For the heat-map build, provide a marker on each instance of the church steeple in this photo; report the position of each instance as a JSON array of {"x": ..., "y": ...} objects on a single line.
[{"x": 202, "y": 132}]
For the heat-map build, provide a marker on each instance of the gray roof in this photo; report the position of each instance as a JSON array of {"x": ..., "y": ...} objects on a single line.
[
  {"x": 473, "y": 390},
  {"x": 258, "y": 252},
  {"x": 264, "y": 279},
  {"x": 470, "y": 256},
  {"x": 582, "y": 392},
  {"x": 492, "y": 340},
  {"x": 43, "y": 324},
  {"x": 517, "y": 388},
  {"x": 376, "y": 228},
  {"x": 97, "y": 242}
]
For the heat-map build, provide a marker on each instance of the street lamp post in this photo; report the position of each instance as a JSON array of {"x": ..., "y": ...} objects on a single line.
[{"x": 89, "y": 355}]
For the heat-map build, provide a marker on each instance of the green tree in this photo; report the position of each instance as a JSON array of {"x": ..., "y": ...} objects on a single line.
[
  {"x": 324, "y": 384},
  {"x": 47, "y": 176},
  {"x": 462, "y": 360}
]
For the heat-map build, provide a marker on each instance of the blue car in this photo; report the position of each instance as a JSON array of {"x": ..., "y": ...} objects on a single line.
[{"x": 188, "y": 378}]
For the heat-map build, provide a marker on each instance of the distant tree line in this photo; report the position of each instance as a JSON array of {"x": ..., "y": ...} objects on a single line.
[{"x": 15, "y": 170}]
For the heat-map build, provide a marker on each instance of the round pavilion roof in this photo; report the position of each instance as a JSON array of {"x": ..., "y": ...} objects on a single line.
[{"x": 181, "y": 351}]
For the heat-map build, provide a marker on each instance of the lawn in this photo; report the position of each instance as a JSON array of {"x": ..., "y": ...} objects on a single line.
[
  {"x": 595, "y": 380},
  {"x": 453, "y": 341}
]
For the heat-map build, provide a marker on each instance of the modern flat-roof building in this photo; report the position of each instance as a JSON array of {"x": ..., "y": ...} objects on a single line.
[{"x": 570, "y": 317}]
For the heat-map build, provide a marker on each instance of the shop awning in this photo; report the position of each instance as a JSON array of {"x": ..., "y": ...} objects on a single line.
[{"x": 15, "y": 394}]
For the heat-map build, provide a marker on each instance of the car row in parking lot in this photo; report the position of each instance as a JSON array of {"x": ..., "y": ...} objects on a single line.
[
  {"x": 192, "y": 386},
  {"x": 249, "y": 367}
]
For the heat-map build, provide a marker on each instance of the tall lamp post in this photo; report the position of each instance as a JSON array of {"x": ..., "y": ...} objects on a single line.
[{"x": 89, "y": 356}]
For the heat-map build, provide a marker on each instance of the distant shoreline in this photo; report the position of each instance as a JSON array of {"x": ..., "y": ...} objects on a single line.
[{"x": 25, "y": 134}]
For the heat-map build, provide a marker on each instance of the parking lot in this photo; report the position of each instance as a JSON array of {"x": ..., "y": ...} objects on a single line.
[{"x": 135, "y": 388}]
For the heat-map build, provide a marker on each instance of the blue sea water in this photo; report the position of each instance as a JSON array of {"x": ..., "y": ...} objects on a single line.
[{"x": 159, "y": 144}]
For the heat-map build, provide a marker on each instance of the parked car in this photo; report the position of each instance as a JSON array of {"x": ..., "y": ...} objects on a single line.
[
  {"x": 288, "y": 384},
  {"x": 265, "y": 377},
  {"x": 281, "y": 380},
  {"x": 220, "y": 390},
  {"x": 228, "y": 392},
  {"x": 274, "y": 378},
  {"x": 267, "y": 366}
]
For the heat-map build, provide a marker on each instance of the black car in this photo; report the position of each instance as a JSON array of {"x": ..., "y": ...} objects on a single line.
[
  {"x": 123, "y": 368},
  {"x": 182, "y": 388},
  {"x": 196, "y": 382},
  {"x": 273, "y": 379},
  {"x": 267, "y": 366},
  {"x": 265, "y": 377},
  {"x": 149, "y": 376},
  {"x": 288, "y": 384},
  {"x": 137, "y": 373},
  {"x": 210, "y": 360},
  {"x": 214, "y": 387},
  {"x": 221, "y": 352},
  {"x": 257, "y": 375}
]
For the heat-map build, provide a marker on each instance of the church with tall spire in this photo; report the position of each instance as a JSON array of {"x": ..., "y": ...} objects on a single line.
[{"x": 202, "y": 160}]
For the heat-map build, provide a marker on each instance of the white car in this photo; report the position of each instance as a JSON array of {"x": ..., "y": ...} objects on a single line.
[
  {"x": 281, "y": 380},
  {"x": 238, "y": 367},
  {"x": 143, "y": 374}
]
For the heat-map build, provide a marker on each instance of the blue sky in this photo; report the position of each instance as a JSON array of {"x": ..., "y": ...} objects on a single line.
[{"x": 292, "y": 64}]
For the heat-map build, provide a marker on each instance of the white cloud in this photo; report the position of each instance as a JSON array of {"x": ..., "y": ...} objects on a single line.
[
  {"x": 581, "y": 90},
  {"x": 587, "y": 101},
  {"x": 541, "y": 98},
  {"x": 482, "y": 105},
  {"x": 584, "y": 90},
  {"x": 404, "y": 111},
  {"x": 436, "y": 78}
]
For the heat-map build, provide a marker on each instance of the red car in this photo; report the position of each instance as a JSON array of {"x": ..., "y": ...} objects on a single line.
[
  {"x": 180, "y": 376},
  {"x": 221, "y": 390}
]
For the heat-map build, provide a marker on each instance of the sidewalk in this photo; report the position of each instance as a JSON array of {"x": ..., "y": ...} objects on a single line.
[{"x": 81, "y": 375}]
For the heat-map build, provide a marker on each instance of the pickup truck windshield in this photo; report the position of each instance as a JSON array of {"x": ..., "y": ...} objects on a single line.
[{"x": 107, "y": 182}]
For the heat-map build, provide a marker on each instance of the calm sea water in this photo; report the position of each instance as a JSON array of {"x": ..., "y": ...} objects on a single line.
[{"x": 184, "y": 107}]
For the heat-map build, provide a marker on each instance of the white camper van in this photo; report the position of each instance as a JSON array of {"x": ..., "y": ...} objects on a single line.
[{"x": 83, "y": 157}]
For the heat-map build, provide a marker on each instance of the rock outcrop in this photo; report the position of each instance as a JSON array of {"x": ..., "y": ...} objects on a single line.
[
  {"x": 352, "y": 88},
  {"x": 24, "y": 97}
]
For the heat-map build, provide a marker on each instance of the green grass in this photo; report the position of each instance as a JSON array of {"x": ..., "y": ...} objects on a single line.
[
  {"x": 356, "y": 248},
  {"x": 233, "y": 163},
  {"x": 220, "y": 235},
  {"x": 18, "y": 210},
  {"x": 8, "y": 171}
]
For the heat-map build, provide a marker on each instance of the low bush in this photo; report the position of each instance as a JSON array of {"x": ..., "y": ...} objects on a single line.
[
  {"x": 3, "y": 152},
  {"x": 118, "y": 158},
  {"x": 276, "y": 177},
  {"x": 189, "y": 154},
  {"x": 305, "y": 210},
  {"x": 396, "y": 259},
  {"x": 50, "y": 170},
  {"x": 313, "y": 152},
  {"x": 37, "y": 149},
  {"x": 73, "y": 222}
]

§ Task instructions: Locate the line that contains "the low bush", then please quote it and every line after it to the end of the entries above, exactly and with nothing else.

§ Result of the task:
For the heat-map build, provide a marker on each instance of the low bush in this photo; report the position of each instance as a JSON array of {"x": ..., "y": ...} objects on a single line.
[
  {"x": 3, "y": 152},
  {"x": 118, "y": 158},
  {"x": 276, "y": 177},
  {"x": 189, "y": 154},
  {"x": 305, "y": 210},
  {"x": 396, "y": 259},
  {"x": 50, "y": 170},
  {"x": 313, "y": 152},
  {"x": 37, "y": 149},
  {"x": 73, "y": 222}
]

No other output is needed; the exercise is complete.